=== PROMPT ===
In your copy, include every line of the listing below exactly but none of the pictures.

=== RECORDS FOR THIS EXERCISE ===
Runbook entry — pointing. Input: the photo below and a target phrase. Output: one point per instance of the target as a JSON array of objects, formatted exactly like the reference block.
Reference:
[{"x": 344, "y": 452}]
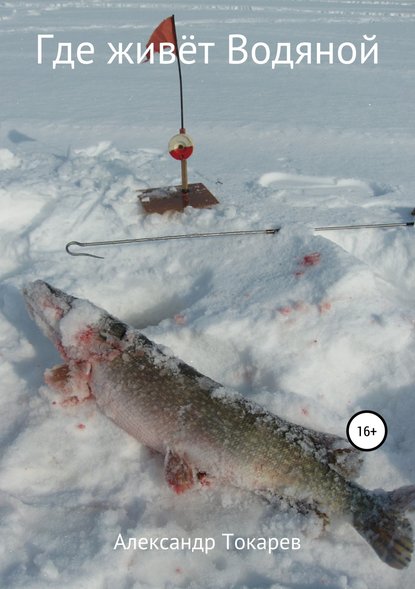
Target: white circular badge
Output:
[{"x": 366, "y": 430}]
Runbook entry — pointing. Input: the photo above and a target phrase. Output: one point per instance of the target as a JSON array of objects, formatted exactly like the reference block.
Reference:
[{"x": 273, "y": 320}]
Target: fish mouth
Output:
[{"x": 47, "y": 306}]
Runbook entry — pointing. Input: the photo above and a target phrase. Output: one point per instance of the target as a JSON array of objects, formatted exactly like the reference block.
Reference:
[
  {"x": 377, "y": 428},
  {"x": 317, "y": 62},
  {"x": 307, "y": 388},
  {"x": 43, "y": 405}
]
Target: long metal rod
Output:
[
  {"x": 219, "y": 234},
  {"x": 162, "y": 238},
  {"x": 180, "y": 72}
]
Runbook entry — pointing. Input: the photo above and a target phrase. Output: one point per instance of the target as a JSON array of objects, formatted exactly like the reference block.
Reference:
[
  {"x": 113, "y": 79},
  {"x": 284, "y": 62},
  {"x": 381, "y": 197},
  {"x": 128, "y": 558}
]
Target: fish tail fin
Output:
[{"x": 385, "y": 528}]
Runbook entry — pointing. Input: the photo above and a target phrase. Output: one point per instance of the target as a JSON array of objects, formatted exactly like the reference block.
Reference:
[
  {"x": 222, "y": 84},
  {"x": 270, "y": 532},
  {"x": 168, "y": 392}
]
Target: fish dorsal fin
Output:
[{"x": 337, "y": 452}]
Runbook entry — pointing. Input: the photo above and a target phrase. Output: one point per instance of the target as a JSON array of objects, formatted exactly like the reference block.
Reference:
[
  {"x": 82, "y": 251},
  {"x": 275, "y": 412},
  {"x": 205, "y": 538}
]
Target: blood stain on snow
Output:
[
  {"x": 308, "y": 260},
  {"x": 311, "y": 259}
]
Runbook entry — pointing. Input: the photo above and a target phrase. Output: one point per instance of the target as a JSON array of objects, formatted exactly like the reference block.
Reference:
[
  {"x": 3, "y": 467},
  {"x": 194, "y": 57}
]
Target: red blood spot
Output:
[
  {"x": 311, "y": 259},
  {"x": 70, "y": 401},
  {"x": 203, "y": 479},
  {"x": 300, "y": 306}
]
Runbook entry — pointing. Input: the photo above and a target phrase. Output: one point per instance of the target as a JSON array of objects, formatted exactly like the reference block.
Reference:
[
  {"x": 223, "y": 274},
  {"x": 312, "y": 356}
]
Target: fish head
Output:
[{"x": 79, "y": 329}]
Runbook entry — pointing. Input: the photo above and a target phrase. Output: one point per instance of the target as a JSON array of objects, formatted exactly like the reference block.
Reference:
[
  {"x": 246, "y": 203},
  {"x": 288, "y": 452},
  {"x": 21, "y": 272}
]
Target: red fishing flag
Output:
[{"x": 164, "y": 33}]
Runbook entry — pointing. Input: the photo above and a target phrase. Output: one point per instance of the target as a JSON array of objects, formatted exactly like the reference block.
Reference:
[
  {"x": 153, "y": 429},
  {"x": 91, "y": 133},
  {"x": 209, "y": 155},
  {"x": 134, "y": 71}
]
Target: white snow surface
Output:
[{"x": 313, "y": 326}]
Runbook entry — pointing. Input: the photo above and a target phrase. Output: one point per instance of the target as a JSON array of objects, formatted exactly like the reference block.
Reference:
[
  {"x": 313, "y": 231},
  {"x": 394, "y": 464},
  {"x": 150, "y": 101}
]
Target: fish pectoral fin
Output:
[
  {"x": 71, "y": 380},
  {"x": 58, "y": 378},
  {"x": 338, "y": 453},
  {"x": 178, "y": 472},
  {"x": 301, "y": 506}
]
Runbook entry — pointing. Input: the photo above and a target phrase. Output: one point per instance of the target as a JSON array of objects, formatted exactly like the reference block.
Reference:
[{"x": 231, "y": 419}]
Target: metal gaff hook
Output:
[{"x": 162, "y": 238}]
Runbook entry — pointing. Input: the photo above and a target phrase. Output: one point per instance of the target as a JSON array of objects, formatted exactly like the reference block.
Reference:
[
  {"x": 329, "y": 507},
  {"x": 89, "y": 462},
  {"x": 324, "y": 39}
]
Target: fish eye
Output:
[{"x": 113, "y": 328}]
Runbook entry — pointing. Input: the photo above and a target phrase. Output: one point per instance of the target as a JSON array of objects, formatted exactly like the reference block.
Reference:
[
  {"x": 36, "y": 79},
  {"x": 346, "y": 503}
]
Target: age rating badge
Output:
[{"x": 366, "y": 430}]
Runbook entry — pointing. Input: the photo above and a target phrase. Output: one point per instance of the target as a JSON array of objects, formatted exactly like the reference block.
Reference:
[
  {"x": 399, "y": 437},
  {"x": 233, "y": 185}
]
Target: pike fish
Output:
[{"x": 206, "y": 432}]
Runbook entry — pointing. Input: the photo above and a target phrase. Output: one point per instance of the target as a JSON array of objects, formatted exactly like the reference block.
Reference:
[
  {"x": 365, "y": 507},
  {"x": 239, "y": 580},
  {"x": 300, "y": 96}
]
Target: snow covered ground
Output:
[{"x": 314, "y": 326}]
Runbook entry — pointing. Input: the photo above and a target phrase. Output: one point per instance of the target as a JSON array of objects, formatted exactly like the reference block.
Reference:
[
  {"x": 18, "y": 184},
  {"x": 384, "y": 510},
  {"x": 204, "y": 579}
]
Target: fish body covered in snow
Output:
[{"x": 206, "y": 432}]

=== COMPLETE OUTPUT ===
Runbook entry — pointing. Input: the photo below and a target phrase. Output: one point per instance of the target as a JSON array of objects, formatted exactly like the reference block.
Reference:
[{"x": 344, "y": 452}]
Target: white circular badge
Output:
[{"x": 366, "y": 430}]
Runbook entry — pointing. Input: the photo above and a target phrase. Output: one point per instance of the target as a JSON array of objects, formatted exactly like the reference block.
Reference:
[{"x": 273, "y": 320}]
Target: fish mouth
Output:
[{"x": 47, "y": 306}]
Runbook entry — pointing. Input: the photo above and a target phrase. Output: one point per instance of the target as a JSON array of objects, formatted exactly like the reference block.
Reference:
[
  {"x": 377, "y": 428},
  {"x": 317, "y": 62},
  {"x": 307, "y": 388},
  {"x": 43, "y": 405}
]
Target: long metal rod
Output:
[
  {"x": 219, "y": 234},
  {"x": 162, "y": 238},
  {"x": 180, "y": 72}
]
Runbook entry — pointing. Input: the photo above and a target phrase. Output: one point per instance of the target as a JSON array of objects, formatted exactly like the reference block.
Reference:
[
  {"x": 113, "y": 79},
  {"x": 284, "y": 62},
  {"x": 381, "y": 197},
  {"x": 128, "y": 558}
]
Target: fish tail fin
Output:
[{"x": 385, "y": 528}]
Runbook entry — pointing. Input: the photo above and a target phrase. Output: one point per instance of the target as a JSON array of objects, formatted exactly like the reference block.
Reference:
[
  {"x": 222, "y": 84},
  {"x": 270, "y": 532},
  {"x": 168, "y": 392}
]
Target: fish dorsal fin
Output:
[{"x": 337, "y": 452}]
Runbook entry — pointing. Input: the photo above and a target phrase. Output: one point per instance of the target as a JSON array of objects, formatted exactly like the reference block.
Reference:
[
  {"x": 82, "y": 251},
  {"x": 275, "y": 412},
  {"x": 205, "y": 538}
]
Target: blood stain on snow
Output:
[
  {"x": 308, "y": 260},
  {"x": 311, "y": 259}
]
Runbook entry — pointing. Input: the photo above and a target phrase. Output: one point per instance of the target as a JSON array of objects, formatted exactly like the reference block.
Reference:
[
  {"x": 3, "y": 467},
  {"x": 194, "y": 57}
]
Target: red blood spot
Output:
[
  {"x": 311, "y": 259},
  {"x": 70, "y": 401},
  {"x": 203, "y": 479},
  {"x": 300, "y": 306}
]
Runbook entry — pointing. Input: the photo above and a target phrase. Output: one point per instance of the target as a JSON array of objects, formatted exactly like the reference block.
Reference:
[
  {"x": 223, "y": 274},
  {"x": 312, "y": 356}
]
Target: fish head
Output:
[{"x": 79, "y": 329}]
Runbook entry — pointing. Input: the photo above and a target phrase. Output: one point per instance of the target as a JSON array of objects, formatted exactly like the reference block.
Reference:
[
  {"x": 246, "y": 203},
  {"x": 288, "y": 452},
  {"x": 21, "y": 272}
]
Target: red fishing flag
Output:
[{"x": 164, "y": 33}]
Runbook entry — pointing. Input: the photo above and a target phrase. Output: one point per instance of the target as a JSON array of objects, formatted exactly like the reference block.
Reference:
[
  {"x": 153, "y": 429},
  {"x": 91, "y": 133},
  {"x": 209, "y": 155},
  {"x": 134, "y": 71}
]
Target: white snow surface
Output:
[{"x": 313, "y": 326}]
Runbook entry — pointing. Input: the photo above and a target phrase. Output: one point per instance of the target as a JSON array of objects, formatted exactly like the reference block.
Reference:
[
  {"x": 313, "y": 231},
  {"x": 394, "y": 464},
  {"x": 150, "y": 101}
]
Target: fish pectoral fin
Output:
[
  {"x": 71, "y": 380},
  {"x": 58, "y": 378},
  {"x": 338, "y": 453},
  {"x": 178, "y": 472},
  {"x": 301, "y": 506}
]
Runbook entry — pointing. Input: the photo above and a target phrase. Output: one point per instance of the target as a JSON array of objects, formatted exactly like the reference block.
Reference:
[{"x": 231, "y": 419}]
Target: metal gaff hook
Output:
[{"x": 162, "y": 238}]
Runbook entry — pointing. Input: the photo above and a target phrase. Output: one point per instance of the target as a JSON array of objects, formatted exactly like the reference block.
Reference:
[
  {"x": 329, "y": 507},
  {"x": 89, "y": 462},
  {"x": 324, "y": 39}
]
Target: fish eye
Output:
[{"x": 113, "y": 328}]
Runbook entry — pointing. Input: the photo above and a target phrase. Output: one point per instance of the target as a JSON array of objects, formatted exactly like the reference block.
Reference:
[
  {"x": 36, "y": 79},
  {"x": 346, "y": 503}
]
Target: age rating badge
Output:
[{"x": 366, "y": 430}]
Runbook entry — pointing. Input: the photo above and a target phrase. Output: one point per instance of the target as a JSON array of objects, formatted exactly like the reference block.
Reference:
[
  {"x": 399, "y": 437},
  {"x": 233, "y": 185}
]
Target: pike fish
Output:
[{"x": 206, "y": 432}]
Runbook entry — pointing. Input: the photo above and a target phrase. Output: one point per instance of the target as a JSON array of objects, formatted exactly like the reference block.
Reference:
[
  {"x": 365, "y": 507},
  {"x": 239, "y": 580},
  {"x": 300, "y": 96}
]
Target: snow covered ground
Output:
[{"x": 314, "y": 326}]
Runbook entry — pointing. Input: the photo above and a target phrase. Output: one point per instance of the target as a JSON array of objects, formatted exactly like the reference block.
Reference:
[
  {"x": 18, "y": 184},
  {"x": 384, "y": 510},
  {"x": 204, "y": 579}
]
Target: fish body covered in snow
Output:
[{"x": 206, "y": 432}]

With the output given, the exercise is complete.